====== GIVEN TEXT ======
Skip to content

313: Vector Stores & Dense Passage Retrieval (DPR)

Chapter Overview

The Retriever's ability to find relevant information quickly and accurately depends on two key technologies: 1. A high-quality embedding model to convert text into meaningful numerical vectors. 2. A high-performance vector store to store and search through those vectors.

Dense Passage Retrieval (DPR) and FAISS are cornerstone examples of these technologies.


Dense Passage Retrieval (DPR): The Embedding Model

DPR is a specialized model architecture, usually based on BERT, designed specifically for the task of retrieval. It's not a single model, but a pair of models trained together:

  • Context Encoder: This model is an expert at creating vector representations (embeddings) for passages of text (the potential answers).
  • Question Encoder: This model is an expert at creating embeddings for questions.

How DPR is Trained

The two encoders are trained using a technique called contrastive learning. The goal is to train the models so that the vector for a question is mathematically very close (high dot-product similarity) to the vector of its correct answer passage, while simultaneously being very far from the vectors of all other "negative" (incorrect) passages.

This specialized training makes DPR highly effective for building the semantic search capability at the heart of RAG.

FAISS: The Vector Search Library

A Vector Store (or Vector Database) is a system designed for the efficient storage and searching of high-dimensional vectors. While a simple retriever could just calculate the distance between a query vector and every document vector one-by-one, this is impossibly slow for millions of documents.

FAISS (Facebook AI Similarity Search) is a highly optimized open-source library that provides the algorithms for this efficient search. It is the engine inside many popular vector stores.

How FAISS Works (High-Level)

Instead of a brute-force search, FAISS uses indexing techniques to speed up the process dramatically. A common approach is Approximate Nearest Neighbor (ANN) search.
====== SUPPLIED MATERIAL ======
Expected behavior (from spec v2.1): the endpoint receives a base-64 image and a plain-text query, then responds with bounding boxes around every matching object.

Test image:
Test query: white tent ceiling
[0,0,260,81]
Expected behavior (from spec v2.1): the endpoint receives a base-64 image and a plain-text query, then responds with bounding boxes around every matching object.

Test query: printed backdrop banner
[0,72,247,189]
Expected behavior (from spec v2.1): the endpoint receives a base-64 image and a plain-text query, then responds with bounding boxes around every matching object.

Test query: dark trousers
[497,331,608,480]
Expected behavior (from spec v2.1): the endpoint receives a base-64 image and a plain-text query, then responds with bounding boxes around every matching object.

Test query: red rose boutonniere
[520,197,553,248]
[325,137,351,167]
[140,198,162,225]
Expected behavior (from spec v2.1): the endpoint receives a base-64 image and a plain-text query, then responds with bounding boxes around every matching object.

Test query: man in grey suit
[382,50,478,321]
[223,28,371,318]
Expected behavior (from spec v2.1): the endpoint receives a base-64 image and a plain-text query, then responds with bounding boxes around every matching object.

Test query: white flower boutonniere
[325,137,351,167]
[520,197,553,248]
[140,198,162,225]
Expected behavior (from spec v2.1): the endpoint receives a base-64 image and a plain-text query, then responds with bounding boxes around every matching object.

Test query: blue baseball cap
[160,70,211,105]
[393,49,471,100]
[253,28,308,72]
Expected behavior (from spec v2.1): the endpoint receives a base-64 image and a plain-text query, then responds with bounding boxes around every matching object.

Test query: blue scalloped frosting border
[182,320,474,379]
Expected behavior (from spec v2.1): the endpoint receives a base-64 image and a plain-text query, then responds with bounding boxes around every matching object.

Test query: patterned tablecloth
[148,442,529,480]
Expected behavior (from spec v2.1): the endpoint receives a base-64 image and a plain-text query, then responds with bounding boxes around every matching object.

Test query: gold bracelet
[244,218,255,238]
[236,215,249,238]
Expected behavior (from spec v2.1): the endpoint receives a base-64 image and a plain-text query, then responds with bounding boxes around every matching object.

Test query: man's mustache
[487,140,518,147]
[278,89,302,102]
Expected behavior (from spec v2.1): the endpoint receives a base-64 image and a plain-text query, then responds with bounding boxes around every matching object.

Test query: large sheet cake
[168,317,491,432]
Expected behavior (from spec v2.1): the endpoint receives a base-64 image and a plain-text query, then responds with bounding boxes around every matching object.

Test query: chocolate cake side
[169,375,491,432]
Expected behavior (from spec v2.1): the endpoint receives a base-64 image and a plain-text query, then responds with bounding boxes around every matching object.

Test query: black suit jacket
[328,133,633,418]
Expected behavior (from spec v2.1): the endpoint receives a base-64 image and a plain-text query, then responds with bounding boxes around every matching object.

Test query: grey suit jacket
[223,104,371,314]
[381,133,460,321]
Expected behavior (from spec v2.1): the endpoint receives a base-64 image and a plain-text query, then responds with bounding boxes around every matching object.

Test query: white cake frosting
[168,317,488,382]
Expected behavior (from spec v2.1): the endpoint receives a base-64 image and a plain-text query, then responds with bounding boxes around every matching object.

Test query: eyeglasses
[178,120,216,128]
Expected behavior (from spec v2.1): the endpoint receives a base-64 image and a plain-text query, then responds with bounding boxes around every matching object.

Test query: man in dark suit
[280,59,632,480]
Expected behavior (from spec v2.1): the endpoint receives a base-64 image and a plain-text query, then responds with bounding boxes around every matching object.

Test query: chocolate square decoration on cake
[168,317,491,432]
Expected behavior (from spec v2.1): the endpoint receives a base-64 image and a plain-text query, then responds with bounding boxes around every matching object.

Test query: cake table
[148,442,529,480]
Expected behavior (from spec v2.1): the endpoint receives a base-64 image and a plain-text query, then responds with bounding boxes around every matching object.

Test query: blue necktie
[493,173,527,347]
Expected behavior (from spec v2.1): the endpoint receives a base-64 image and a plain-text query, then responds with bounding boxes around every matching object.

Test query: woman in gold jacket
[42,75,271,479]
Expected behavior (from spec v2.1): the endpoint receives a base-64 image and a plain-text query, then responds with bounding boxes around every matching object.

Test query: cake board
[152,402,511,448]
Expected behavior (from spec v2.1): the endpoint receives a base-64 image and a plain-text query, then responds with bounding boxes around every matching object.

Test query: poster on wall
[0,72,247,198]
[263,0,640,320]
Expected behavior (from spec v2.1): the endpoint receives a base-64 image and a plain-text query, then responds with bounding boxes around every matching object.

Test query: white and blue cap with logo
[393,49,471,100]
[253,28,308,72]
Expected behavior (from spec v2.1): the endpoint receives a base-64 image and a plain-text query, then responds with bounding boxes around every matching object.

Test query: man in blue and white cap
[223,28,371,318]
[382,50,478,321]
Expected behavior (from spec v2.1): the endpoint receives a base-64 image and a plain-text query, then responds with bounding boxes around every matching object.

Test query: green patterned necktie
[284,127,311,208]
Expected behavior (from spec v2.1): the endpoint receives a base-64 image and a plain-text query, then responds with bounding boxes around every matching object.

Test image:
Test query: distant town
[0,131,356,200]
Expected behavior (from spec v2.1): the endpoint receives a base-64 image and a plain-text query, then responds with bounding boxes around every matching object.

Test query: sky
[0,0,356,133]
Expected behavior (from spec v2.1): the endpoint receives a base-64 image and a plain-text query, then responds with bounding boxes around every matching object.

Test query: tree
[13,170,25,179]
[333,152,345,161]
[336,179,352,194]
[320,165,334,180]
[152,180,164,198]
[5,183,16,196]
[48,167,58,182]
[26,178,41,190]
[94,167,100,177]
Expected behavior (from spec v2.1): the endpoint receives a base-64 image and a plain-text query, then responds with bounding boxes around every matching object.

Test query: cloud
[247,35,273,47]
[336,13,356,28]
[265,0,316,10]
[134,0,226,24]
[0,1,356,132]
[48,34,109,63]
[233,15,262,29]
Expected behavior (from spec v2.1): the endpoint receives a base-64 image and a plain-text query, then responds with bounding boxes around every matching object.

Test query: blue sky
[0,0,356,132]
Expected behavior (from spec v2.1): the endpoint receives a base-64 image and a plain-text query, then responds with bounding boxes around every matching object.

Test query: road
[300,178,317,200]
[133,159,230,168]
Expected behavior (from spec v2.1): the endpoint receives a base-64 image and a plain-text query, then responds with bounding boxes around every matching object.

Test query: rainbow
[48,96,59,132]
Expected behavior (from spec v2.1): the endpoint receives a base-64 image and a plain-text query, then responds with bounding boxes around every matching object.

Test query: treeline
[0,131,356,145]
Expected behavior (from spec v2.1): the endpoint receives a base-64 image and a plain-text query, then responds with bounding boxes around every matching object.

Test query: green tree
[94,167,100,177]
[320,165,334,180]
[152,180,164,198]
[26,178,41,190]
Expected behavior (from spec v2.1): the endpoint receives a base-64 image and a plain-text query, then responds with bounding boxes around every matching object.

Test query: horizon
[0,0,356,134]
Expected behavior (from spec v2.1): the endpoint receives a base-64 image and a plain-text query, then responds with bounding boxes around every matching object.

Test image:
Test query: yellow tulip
======
STATED PROBLEM
Edit the DPR and FAISS text from "The two encoders" through "millions of documents.", putting "metric learning" wherever "contrastive learning" appears.

TASK SOLUTION
The two encoders are trained using a technique called metric learning. The goal is to train the models so that the vector for a question is mathematically very close (high dot-product similarity) to the vector of its correct answer passage, while simultaneously being very far from the vectors of all other "negative" (incorrect) passages.

This specialized training makes DPR highly effective for building the semantic search capability at the heart of RAG.

FAISS: The Vector Search Library

A Vector Store (or Vector Database) is a system designed for the efficient storage and searching of high-dimensional vectors. While a simple retriever could just calculate the distance between a query vector and every document vector one-by-one, this is impossibly slow for millions of documents.